Exercise tasks
A - Please repeat the passage of the chess thread between "Unfortunately the (original)" and "to a mathematician).", inclusive, word for word.
B - Reproduce, without any change, the data rows between the lines holding "For each instance of the long grass" and "(386, 1109)", inclusive.

— Start Text shown —

Have mathematicians created any theorem that determines the outcome of a endgame? If so, how could it be used to win a specific endgame?
Unfortunately the (original) question was a bit ambiguous and arguably still is. I try to sort the different interpretations out:
- Chess fulfils all requirements of "standard" game theory (zero-sum, two players, full information, no chance). This is your main theorem. Thus Chess could be solved principially - "just" create a 32 piece tablebase :-) In praxis, this of course is hopeless, cf. Allure's points. At the moment (2021), Chess is completely solved for 7 piece endgames, 8 is the next goal and in the works.
- OK, assume you meant "solve some specific given position" instead. In this case, an unconditional "yes". For only one example, look up Noam Elkies' work on simple pawn endings (although identical results can be obtained with classical chess analysis - arguably it looks more elegant in Conway notation instead - at least to a mathematician).
"Just" create a 32 piece tablebase? Is it possible to create a complete, finite move tree for chess? There could be infinite looping between various positions if neither player claimed a stalemate by the fifty move rule, couldn't there? Dec 17, 2021 at 11:38
If there is a finite tree of all the legal moves then yes, there is a theorem about how to win any chess game: "just" build the tree and prune back from all the leaves that don't result in a win. Dec 17, 2021 at 11:41
3@ChristopherHamkins Yes. First, 75 move rule is mandatory so the game is not infinite. Besides, even if you ditch that rule so you can force one of long checkmate sequences, number of possible board states is finite - so you require a loop for an endless game. But any repeat of a position trivially means draw as no move in a loop gets you any closer to the win or lose, so you can simply prune those loops to "draw", keeping tree size finite. Dec 17, 2021 at 12:41
@ChristopherHamkins Creating the tree is problematic, there are supposedly 2*10^46 possible positions. So, about 1k-10k atoms of Earth per position. That said, despite this difficulty of listing moves, a proof of draw or any side winning is not impossible despite that - heck, it might be even possible to find a compact solution that proves "X moves to checkmate" for every possible white and black move (assuming perfect play from that point onward). Dec 17, 2021 at 12:57
1@ZizyArcher We're talking about math, not physics. Mathematically, it doesn't matter if there's more possible positions than atoms on the earth. It's about provability, not practicality. Dec 17, 2021 at 17:02
Such a theorem doesn't exist.

— End Text shown —
— Start Input for this task —

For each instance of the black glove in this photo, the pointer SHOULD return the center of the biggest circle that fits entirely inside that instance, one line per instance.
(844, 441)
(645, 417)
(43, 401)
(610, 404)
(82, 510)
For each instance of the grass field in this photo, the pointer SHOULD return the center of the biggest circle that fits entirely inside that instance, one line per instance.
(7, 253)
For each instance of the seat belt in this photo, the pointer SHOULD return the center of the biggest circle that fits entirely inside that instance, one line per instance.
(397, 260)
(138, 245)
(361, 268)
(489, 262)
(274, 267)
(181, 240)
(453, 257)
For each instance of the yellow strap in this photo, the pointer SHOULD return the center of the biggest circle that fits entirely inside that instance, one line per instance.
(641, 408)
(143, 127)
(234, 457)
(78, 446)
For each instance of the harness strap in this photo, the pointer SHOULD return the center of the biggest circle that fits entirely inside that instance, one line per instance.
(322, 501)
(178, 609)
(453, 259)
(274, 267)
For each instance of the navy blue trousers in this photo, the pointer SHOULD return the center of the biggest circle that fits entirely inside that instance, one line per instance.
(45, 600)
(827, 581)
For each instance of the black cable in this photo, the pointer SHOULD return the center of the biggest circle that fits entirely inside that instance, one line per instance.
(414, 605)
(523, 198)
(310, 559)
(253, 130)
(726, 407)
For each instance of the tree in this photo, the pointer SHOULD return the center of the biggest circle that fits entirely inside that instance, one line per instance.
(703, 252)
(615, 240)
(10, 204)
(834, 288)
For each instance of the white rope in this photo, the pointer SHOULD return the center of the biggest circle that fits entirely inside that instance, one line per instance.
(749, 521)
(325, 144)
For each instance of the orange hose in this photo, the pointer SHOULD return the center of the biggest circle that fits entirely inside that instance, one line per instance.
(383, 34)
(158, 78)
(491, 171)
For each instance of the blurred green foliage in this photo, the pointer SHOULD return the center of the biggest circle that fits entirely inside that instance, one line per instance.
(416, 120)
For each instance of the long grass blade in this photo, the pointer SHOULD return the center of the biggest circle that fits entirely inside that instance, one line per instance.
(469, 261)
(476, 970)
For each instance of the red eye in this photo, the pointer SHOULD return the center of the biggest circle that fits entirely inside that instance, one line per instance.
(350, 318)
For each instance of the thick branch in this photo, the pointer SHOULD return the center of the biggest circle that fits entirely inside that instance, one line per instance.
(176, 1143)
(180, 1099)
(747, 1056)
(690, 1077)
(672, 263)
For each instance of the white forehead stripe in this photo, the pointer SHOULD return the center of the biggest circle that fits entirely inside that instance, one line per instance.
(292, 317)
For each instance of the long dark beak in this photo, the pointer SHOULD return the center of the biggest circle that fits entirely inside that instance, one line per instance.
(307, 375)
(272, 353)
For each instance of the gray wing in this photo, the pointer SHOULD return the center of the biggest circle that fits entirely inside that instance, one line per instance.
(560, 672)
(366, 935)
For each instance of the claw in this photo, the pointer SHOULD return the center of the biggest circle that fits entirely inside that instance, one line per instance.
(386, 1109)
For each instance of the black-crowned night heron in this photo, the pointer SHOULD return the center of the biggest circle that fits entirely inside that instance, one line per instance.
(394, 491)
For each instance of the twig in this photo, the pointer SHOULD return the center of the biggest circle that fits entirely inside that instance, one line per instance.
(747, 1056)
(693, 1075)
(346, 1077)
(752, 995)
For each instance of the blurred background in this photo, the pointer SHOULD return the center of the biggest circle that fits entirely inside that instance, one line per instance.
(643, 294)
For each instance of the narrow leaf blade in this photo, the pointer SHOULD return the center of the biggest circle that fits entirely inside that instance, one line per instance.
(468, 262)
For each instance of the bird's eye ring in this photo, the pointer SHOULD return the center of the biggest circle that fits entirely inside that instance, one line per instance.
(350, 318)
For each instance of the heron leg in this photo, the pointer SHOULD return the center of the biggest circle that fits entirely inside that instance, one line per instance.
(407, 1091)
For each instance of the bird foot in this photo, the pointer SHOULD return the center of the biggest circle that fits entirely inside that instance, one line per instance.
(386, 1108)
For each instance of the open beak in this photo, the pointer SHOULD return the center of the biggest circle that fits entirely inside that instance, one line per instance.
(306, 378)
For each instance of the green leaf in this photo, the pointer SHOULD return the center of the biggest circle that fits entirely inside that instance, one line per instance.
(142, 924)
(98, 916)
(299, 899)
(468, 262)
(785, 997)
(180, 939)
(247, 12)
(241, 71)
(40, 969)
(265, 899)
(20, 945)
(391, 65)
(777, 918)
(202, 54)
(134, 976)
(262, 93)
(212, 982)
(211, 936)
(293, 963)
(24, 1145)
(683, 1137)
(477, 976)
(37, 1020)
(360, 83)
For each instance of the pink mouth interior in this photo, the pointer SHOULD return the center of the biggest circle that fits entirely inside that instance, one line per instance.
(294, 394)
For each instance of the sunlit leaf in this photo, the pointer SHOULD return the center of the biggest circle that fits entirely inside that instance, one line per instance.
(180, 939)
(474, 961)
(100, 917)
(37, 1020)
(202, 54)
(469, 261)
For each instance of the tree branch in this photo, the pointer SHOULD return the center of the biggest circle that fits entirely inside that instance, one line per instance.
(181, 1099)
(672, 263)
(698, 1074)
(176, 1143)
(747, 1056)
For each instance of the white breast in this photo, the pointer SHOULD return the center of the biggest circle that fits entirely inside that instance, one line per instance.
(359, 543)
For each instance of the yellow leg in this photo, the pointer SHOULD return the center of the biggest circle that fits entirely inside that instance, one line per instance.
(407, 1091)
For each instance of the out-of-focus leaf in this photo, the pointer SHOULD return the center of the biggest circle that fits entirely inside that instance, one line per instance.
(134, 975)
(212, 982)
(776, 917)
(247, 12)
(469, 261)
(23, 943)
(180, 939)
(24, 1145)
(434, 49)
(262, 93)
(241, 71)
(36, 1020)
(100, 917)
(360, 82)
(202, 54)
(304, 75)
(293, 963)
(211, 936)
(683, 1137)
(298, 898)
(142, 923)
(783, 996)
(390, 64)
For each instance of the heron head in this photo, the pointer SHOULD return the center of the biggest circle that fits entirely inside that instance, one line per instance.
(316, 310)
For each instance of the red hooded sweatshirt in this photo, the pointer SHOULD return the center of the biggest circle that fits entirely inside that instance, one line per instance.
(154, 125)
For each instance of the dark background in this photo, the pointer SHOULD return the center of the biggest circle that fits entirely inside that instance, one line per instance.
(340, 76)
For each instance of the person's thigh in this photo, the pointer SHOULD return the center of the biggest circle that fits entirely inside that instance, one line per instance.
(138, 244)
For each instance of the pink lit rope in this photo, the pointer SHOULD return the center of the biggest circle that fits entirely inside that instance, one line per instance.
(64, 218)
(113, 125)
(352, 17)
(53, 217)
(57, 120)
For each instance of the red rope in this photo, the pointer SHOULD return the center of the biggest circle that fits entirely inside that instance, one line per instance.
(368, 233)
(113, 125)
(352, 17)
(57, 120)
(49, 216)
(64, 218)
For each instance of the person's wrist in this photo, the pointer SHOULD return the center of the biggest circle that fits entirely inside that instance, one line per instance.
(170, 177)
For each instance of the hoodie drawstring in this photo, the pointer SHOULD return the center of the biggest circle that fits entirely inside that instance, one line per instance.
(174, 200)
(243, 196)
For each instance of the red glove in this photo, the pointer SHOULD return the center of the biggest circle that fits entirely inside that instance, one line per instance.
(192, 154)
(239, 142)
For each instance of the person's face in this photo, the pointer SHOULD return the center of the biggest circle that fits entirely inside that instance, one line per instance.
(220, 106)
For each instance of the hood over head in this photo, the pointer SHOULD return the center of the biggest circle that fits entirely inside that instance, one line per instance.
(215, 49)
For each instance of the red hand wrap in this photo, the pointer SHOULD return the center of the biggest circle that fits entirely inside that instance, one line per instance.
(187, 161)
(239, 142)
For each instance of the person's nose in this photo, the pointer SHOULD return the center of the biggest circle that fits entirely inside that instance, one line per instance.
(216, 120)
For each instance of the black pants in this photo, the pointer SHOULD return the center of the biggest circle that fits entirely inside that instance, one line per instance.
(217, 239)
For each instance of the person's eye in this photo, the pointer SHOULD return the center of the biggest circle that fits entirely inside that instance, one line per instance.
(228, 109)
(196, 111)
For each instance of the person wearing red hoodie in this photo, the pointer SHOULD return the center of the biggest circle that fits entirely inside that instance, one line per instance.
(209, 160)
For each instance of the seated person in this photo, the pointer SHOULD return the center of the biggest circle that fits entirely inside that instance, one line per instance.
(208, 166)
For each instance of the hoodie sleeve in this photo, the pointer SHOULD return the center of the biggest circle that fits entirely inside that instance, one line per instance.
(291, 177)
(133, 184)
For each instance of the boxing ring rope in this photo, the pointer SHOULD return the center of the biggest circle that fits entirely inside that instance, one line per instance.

— End Input for this task —

Solutions to the tasks
A -
Unfortunately the (original) question was a bit ambiguous and arguably still is. I try to sort the different interpretations out:
- Chess fulfils all requirements of "standard" game theory (zero-sum, two players, full information, no chance). This is your main theorem. Thus Chess could be solved principially - "just" create a 32 piece tablebase :-) In praxis, this of course is hopeless, cf. Allure's points. At the moment (2021), Chess is completely solved for 7 piece endgames, 8 is the next goal and in the works.
- OK, assume you meant "solve some specific given position" instead. In this case, an unconditional "yes". For only one example, look up Noam Elkies' work on simple pawn endings (although identical results can be obtained with classical chess analysis - arguably it looks more elegant in Conway notation instead - at least to a mathematician).

B -
For each instance of the long grass blade in this photo, the pointer SHOULD return the center of the biggest circle that fits entirely inside that instance, one line per instance.
(469, 261)
(476, 970)
For each instance of the red eye in this photo, the pointer SHOULD return the center of the biggest circle that fits entirely inside that instance, one line per instance.
(350, 318)
For each instance of the thick branch in this photo, the pointer SHOULD return the center of the biggest circle that fits entirely inside that instance, one line per instance.
(176, 1143)
(180, 1099)
(747, 1056)
(690, 1077)
(672, 263)
For each instance of the white forehead stripe in this photo, the pointer SHOULD return the center of the biggest circle that fits entirely inside that instance, one line per instance.
(292, 317)
For each instance of the long dark beak in this photo, the pointer SHOULD return the center of the biggest circle that fits entirely inside that instance, one line per instance.
(307, 375)
(272, 353)
For each instance of the gray wing in this photo, the pointer SHOULD return the center of the biggest circle that fits entirely inside that instance, one line per instance.
(560, 672)
(366, 935)
For each instance of the claw in this photo, the pointer SHOULD return the center of the biggest circle that fits entirely inside that instance, one line per instance.
(386, 1109)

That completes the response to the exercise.